_Problem:_ From the top of the entries, reproduce each line exactly, stopping after the line that contains "# Task: locate the pedestrian". Omit pictures.

Start of Excerpted data

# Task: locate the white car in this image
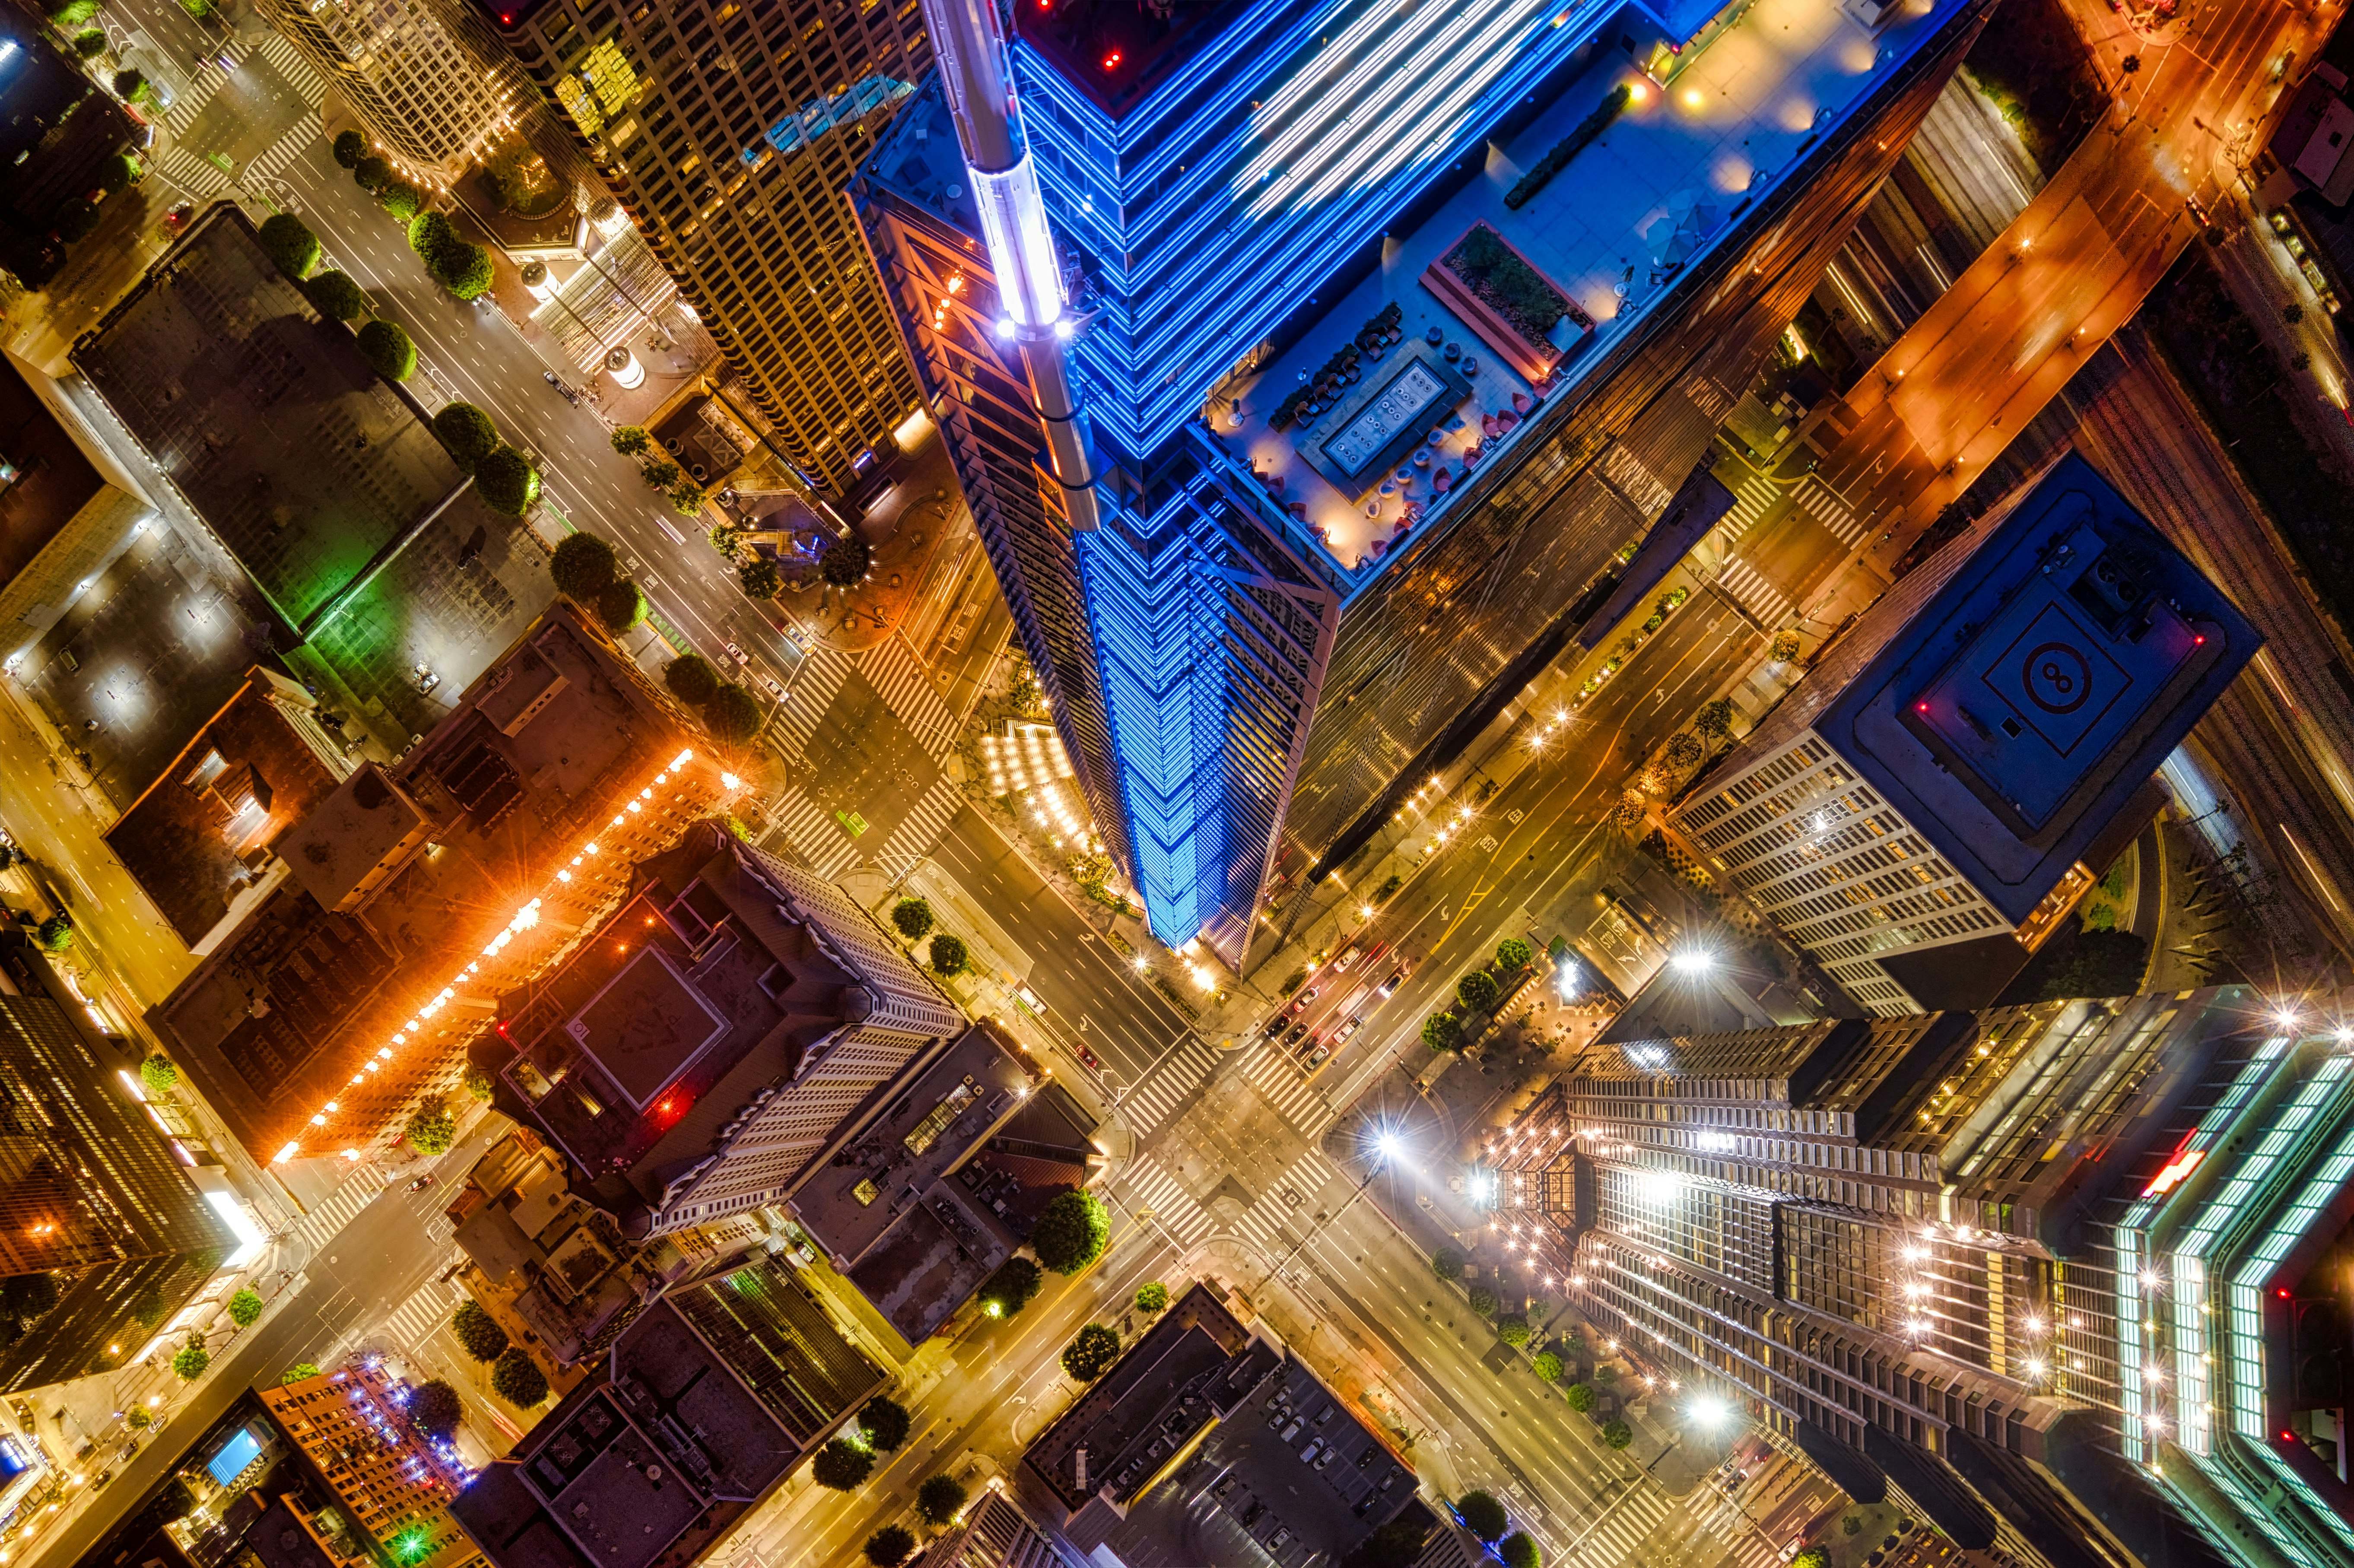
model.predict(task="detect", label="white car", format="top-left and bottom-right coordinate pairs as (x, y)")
top-left (1016, 985), bottom-right (1048, 1016)
top-left (760, 673), bottom-right (786, 701)
top-left (724, 641), bottom-right (750, 666)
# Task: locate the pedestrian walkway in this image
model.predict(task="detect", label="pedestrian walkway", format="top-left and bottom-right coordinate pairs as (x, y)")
top-left (1115, 1035), bottom-right (1221, 1135)
top-left (1240, 1044), bottom-right (1339, 1138)
top-left (384, 1278), bottom-right (461, 1351)
top-left (871, 777), bottom-right (963, 881)
top-left (1571, 1483), bottom-right (1672, 1568)
top-left (1231, 1146), bottom-right (1336, 1254)
top-left (1792, 474), bottom-right (1867, 547)
top-left (1714, 560), bottom-right (1792, 630)
top-left (860, 638), bottom-right (958, 758)
top-left (291, 1166), bottom-right (389, 1254)
top-left (1118, 1154), bottom-right (1215, 1248)
top-left (1718, 468), bottom-right (1780, 544)
top-left (762, 783), bottom-right (861, 878)
top-left (772, 645), bottom-right (854, 754)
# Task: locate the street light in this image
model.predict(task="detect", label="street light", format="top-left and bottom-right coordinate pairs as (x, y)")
top-left (1669, 948), bottom-right (1714, 975)
top-left (1267, 1125), bottom-right (1409, 1278)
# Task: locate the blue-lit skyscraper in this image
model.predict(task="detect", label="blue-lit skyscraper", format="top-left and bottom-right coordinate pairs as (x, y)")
top-left (855, 0), bottom-right (1991, 965)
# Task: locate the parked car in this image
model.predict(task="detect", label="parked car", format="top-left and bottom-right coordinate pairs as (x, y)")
top-left (1377, 967), bottom-right (1407, 998)
top-left (1016, 985), bottom-right (1048, 1016)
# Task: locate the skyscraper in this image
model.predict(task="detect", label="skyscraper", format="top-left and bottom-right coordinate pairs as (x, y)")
top-left (1482, 987), bottom-right (2354, 1568)
top-left (853, 0), bottom-right (1992, 965)
top-left (1671, 453), bottom-right (2258, 1015)
top-left (469, 0), bottom-right (928, 486)
top-left (260, 0), bottom-right (516, 178)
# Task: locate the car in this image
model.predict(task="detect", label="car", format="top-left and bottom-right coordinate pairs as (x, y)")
top-left (1278, 1419), bottom-right (1303, 1441)
top-left (760, 674), bottom-right (786, 701)
top-left (1294, 986), bottom-right (1318, 1007)
top-left (1263, 1017), bottom-right (1287, 1040)
top-left (1312, 1447), bottom-right (1336, 1471)
top-left (1333, 1018), bottom-right (1363, 1044)
top-left (1283, 1023), bottom-right (1307, 1045)
top-left (1377, 968), bottom-right (1406, 998)
top-left (1016, 985), bottom-right (1048, 1016)
top-left (1306, 1044), bottom-right (1329, 1067)
top-left (724, 640), bottom-right (750, 665)
top-left (406, 1174), bottom-right (435, 1193)
top-left (1297, 1438), bottom-right (1323, 1463)
top-left (1332, 943), bottom-right (1361, 971)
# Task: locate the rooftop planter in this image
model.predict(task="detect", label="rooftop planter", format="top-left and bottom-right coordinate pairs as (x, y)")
top-left (1505, 84), bottom-right (1629, 211)
top-left (1423, 222), bottom-right (1592, 383)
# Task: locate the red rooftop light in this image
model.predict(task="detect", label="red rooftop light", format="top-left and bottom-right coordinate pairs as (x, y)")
top-left (1915, 701), bottom-right (1929, 714)
top-left (1101, 48), bottom-right (1122, 69)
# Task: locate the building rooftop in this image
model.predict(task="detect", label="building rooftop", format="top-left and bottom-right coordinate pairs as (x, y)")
top-left (1700, 452), bottom-right (2260, 924)
top-left (103, 667), bottom-right (348, 949)
top-left (0, 20), bottom-right (135, 287)
top-left (0, 352), bottom-right (110, 592)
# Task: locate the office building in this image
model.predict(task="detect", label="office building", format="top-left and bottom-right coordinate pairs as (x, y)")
top-left (450, 1253), bottom-right (885, 1568)
top-left (259, 0), bottom-right (516, 178)
top-left (853, 0), bottom-right (1991, 966)
top-left (1671, 453), bottom-right (2258, 1014)
top-left (485, 818), bottom-right (963, 1238)
top-left (0, 16), bottom-right (138, 289)
top-left (152, 607), bottom-right (728, 1171)
top-left (0, 990), bottom-right (239, 1393)
top-left (0, 351), bottom-right (154, 645)
top-left (1479, 985), bottom-right (2354, 1568)
top-left (260, 1362), bottom-right (485, 1568)
top-left (467, 0), bottom-right (928, 488)
top-left (922, 1488), bottom-right (1091, 1568)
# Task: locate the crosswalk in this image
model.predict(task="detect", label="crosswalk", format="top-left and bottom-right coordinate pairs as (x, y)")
top-left (860, 638), bottom-right (958, 758)
top-left (1118, 1154), bottom-right (1216, 1248)
top-left (1231, 1147), bottom-right (1337, 1254)
top-left (1714, 559), bottom-right (1792, 631)
top-left (1792, 474), bottom-right (1868, 547)
top-left (384, 1279), bottom-right (464, 1351)
top-left (762, 784), bottom-right (862, 878)
top-left (1115, 1036), bottom-right (1222, 1135)
top-left (771, 646), bottom-right (855, 755)
top-left (1719, 467), bottom-right (1780, 545)
top-left (871, 777), bottom-right (963, 881)
top-left (1240, 1043), bottom-right (1338, 1137)
top-left (292, 1167), bottom-right (389, 1254)
top-left (1567, 1482), bottom-right (1672, 1568)
top-left (152, 31), bottom-right (327, 198)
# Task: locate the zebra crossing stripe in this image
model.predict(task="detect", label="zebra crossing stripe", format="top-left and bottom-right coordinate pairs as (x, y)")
top-left (1719, 472), bottom-right (1778, 544)
top-left (1246, 1056), bottom-right (1335, 1133)
top-left (385, 1281), bottom-right (458, 1349)
top-left (1119, 1158), bottom-right (1211, 1245)
top-left (1795, 475), bottom-right (1865, 546)
top-left (1574, 1490), bottom-right (1670, 1566)
top-left (1716, 561), bottom-right (1791, 628)
top-left (293, 1169), bottom-right (388, 1250)
top-left (762, 784), bottom-right (860, 876)
top-left (870, 778), bottom-right (962, 880)
top-left (1118, 1038), bottom-right (1218, 1133)
top-left (860, 638), bottom-right (958, 757)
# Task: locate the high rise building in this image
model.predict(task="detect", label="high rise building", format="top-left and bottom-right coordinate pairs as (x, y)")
top-left (260, 1362), bottom-right (485, 1568)
top-left (484, 818), bottom-right (963, 1237)
top-left (259, 0), bottom-right (517, 178)
top-left (853, 0), bottom-right (1992, 965)
top-left (1671, 453), bottom-right (2258, 1014)
top-left (0, 987), bottom-right (239, 1393)
top-left (1482, 987), bottom-right (2354, 1568)
top-left (467, 0), bottom-right (928, 487)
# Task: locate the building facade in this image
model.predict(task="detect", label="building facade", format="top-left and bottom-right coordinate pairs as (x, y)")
top-left (259, 0), bottom-right (516, 178)
top-left (260, 1363), bottom-right (485, 1568)
top-left (1672, 454), bottom-right (2258, 1014)
top-left (854, 0), bottom-right (1993, 966)
top-left (466, 0), bottom-right (928, 487)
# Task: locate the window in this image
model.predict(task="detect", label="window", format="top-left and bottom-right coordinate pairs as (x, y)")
top-left (185, 749), bottom-right (228, 790)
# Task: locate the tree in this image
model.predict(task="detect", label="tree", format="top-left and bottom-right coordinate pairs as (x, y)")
top-left (2030, 928), bottom-right (2149, 1003)
top-left (1030, 1189), bottom-right (1109, 1275)
top-left (282, 1362), bottom-right (322, 1384)
top-left (1061, 1323), bottom-right (1121, 1381)
top-left (111, 68), bottom-right (150, 103)
top-left (1564, 1382), bottom-right (1595, 1412)
top-left (1696, 697), bottom-right (1735, 745)
top-left (464, 1066), bottom-right (494, 1102)
top-left (1843, 1516), bottom-right (1863, 1537)
top-left (1432, 1247), bottom-right (1464, 1281)
top-left (227, 1289), bottom-right (265, 1328)
top-left (2285, 301), bottom-right (2306, 325)
top-left (550, 533), bottom-right (621, 600)
top-left (702, 684), bottom-right (763, 746)
top-left (72, 29), bottom-right (106, 58)
top-left (432, 403), bottom-right (501, 472)
top-left (821, 536), bottom-right (872, 587)
top-left (332, 129), bottom-right (368, 168)
top-left (915, 1474), bottom-right (968, 1527)
top-left (1499, 1532), bottom-right (1541, 1568)
top-left (929, 932), bottom-right (969, 976)
top-left (124, 1406), bottom-right (150, 1429)
top-left (172, 1341), bottom-right (210, 1381)
top-left (258, 213), bottom-right (321, 279)
top-left (1791, 1553), bottom-right (1827, 1568)
top-left (1665, 731), bottom-right (1705, 769)
top-left (1532, 1351), bottom-right (1563, 1383)
top-left (491, 1347), bottom-right (549, 1405)
top-left (1496, 1314), bottom-right (1530, 1347)
top-left (642, 458), bottom-right (683, 489)
top-left (352, 155), bottom-right (395, 194)
top-left (1421, 1012), bottom-right (1463, 1052)
top-left (1135, 1281), bottom-right (1169, 1314)
top-left (979, 1257), bottom-right (1042, 1319)
top-left (408, 210), bottom-right (456, 262)
top-left (1468, 1286), bottom-right (1498, 1316)
top-left (737, 557), bottom-right (781, 599)
top-left (356, 319), bottom-right (418, 381)
top-left (595, 578), bottom-right (648, 636)
top-left (1457, 970), bottom-right (1499, 1011)
top-left (404, 1100), bottom-right (456, 1156)
top-left (43, 0), bottom-right (98, 21)
top-left (140, 1054), bottom-right (179, 1095)
top-left (379, 183), bottom-right (424, 223)
top-left (34, 914), bottom-right (72, 953)
top-left (474, 446), bottom-right (541, 515)
top-left (665, 652), bottom-right (720, 705)
top-left (865, 1527), bottom-right (916, 1567)
top-left (892, 898), bottom-right (935, 939)
top-left (858, 1394), bottom-right (911, 1452)
top-left (434, 241), bottom-right (496, 301)
top-left (143, 1475), bottom-right (196, 1527)
top-left (811, 1437), bottom-right (874, 1490)
top-left (305, 269), bottom-right (370, 321)
top-left (1496, 936), bottom-right (1532, 970)
top-left (98, 152), bottom-right (140, 195)
top-left (669, 480), bottom-right (707, 517)
top-left (452, 1300), bottom-right (509, 1362)
top-left (1455, 1492), bottom-right (1508, 1543)
top-left (2120, 52), bottom-right (2141, 73)
top-left (1599, 1419), bottom-right (1632, 1450)
top-left (1592, 1363), bottom-right (1618, 1388)
top-left (1770, 630), bottom-right (1802, 662)
top-left (54, 197), bottom-right (99, 242)
top-left (409, 1380), bottom-right (462, 1439)
top-left (610, 425), bottom-right (652, 457)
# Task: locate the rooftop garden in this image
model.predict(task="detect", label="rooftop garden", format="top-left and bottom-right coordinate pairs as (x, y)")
top-left (1437, 224), bottom-right (1587, 351)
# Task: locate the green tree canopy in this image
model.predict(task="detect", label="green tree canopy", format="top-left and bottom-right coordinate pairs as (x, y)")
top-left (452, 1299), bottom-right (509, 1361)
top-left (668, 480), bottom-right (706, 517)
top-left (1455, 1491), bottom-right (1508, 1543)
top-left (1030, 1190), bottom-right (1109, 1275)
top-left (140, 1054), bottom-right (179, 1095)
top-left (1061, 1323), bottom-right (1121, 1381)
top-left (892, 898), bottom-right (935, 938)
top-left (171, 1342), bottom-right (210, 1381)
top-left (929, 933), bottom-right (968, 976)
top-left (641, 458), bottom-right (683, 489)
top-left (1468, 1286), bottom-right (1498, 1316)
top-left (352, 155), bottom-right (396, 194)
top-left (736, 557), bottom-right (782, 600)
top-left (821, 536), bottom-right (873, 587)
top-left (702, 684), bottom-right (763, 746)
top-left (304, 269), bottom-right (370, 321)
top-left (408, 210), bottom-right (456, 263)
top-left (1599, 1419), bottom-right (1632, 1450)
top-left (915, 1474), bottom-right (968, 1527)
top-left (71, 29), bottom-right (106, 58)
top-left (281, 1362), bottom-right (322, 1385)
top-left (491, 1347), bottom-right (549, 1405)
top-left (98, 152), bottom-right (140, 194)
top-left (356, 319), bottom-right (417, 381)
top-left (379, 183), bottom-right (424, 223)
top-left (409, 1380), bottom-right (462, 1439)
top-left (810, 1437), bottom-right (873, 1490)
top-left (46, 0), bottom-right (99, 26)
top-left (1343, 1520), bottom-right (1431, 1568)
top-left (431, 403), bottom-right (501, 472)
top-left (434, 241), bottom-right (496, 301)
top-left (865, 1527), bottom-right (916, 1567)
top-left (227, 1288), bottom-right (265, 1327)
top-left (2031, 928), bottom-right (2151, 1003)
top-left (595, 578), bottom-right (648, 636)
top-left (111, 68), bottom-right (149, 103)
top-left (257, 214), bottom-right (321, 279)
top-left (858, 1394), bottom-right (911, 1452)
top-left (464, 1066), bottom-right (494, 1102)
top-left (34, 914), bottom-right (72, 952)
top-left (610, 425), bottom-right (651, 456)
top-left (664, 652), bottom-right (720, 705)
top-left (1135, 1281), bottom-right (1169, 1314)
top-left (404, 1101), bottom-right (455, 1156)
top-left (1499, 1532), bottom-right (1541, 1568)
top-left (1420, 1012), bottom-right (1463, 1052)
top-left (1496, 937), bottom-right (1532, 970)
top-left (1496, 1314), bottom-right (1530, 1347)
top-left (2, 1273), bottom-right (59, 1320)
top-left (1532, 1351), bottom-right (1563, 1383)
top-left (332, 129), bottom-right (367, 168)
top-left (1457, 970), bottom-right (1499, 1012)
top-left (1432, 1247), bottom-right (1464, 1281)
top-left (474, 446), bottom-right (540, 515)
top-left (978, 1257), bottom-right (1042, 1319)
top-left (550, 532), bottom-right (621, 600)
top-left (1696, 697), bottom-right (1735, 743)
top-left (1791, 1551), bottom-right (1827, 1568)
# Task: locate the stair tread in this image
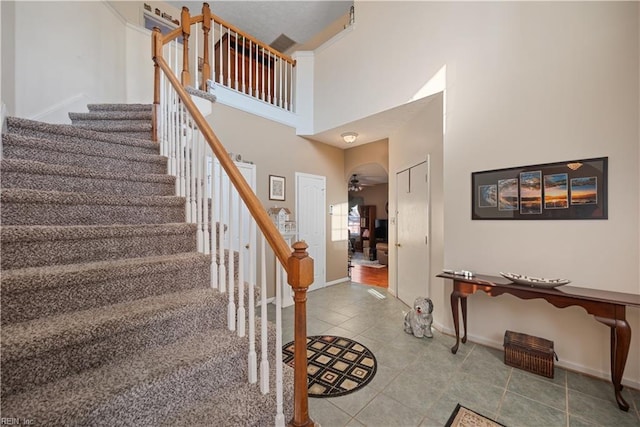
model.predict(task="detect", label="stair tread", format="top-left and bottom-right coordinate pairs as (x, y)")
top-left (73, 122), bottom-right (152, 132)
top-left (1, 250), bottom-right (207, 284)
top-left (1, 223), bottom-right (196, 244)
top-left (1, 287), bottom-right (222, 361)
top-left (2, 133), bottom-right (165, 165)
top-left (6, 116), bottom-right (157, 149)
top-left (1, 188), bottom-right (184, 206)
top-left (87, 103), bottom-right (152, 112)
top-left (166, 360), bottom-right (294, 427)
top-left (69, 111), bottom-right (153, 121)
top-left (1, 328), bottom-right (249, 423)
top-left (1, 158), bottom-right (173, 184)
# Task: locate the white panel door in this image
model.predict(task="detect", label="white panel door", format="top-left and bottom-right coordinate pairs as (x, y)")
top-left (396, 160), bottom-right (430, 306)
top-left (212, 158), bottom-right (256, 280)
top-left (295, 172), bottom-right (326, 290)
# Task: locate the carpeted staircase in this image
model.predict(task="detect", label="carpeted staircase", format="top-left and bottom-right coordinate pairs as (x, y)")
top-left (0, 104), bottom-right (292, 425)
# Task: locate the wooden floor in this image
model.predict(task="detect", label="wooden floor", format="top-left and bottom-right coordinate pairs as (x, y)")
top-left (349, 264), bottom-right (388, 288)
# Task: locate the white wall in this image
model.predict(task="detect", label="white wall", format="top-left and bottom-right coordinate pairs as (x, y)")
top-left (1, 0), bottom-right (16, 116)
top-left (315, 1), bottom-right (640, 386)
top-left (7, 1), bottom-right (128, 122)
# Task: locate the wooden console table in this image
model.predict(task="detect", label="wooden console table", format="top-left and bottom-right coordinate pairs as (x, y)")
top-left (437, 272), bottom-right (640, 411)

End of Excerpted data

_Exercise output:_
# Task: locate the white car in this image
model.predict(task="detect", label="white car", format="top-left and bottom-right coordinate pairs as (x, y)")
top-left (1016, 985), bottom-right (1048, 1016)
top-left (760, 673), bottom-right (786, 701)
top-left (724, 641), bottom-right (750, 666)
# Task: locate the pedestrian walkway in this image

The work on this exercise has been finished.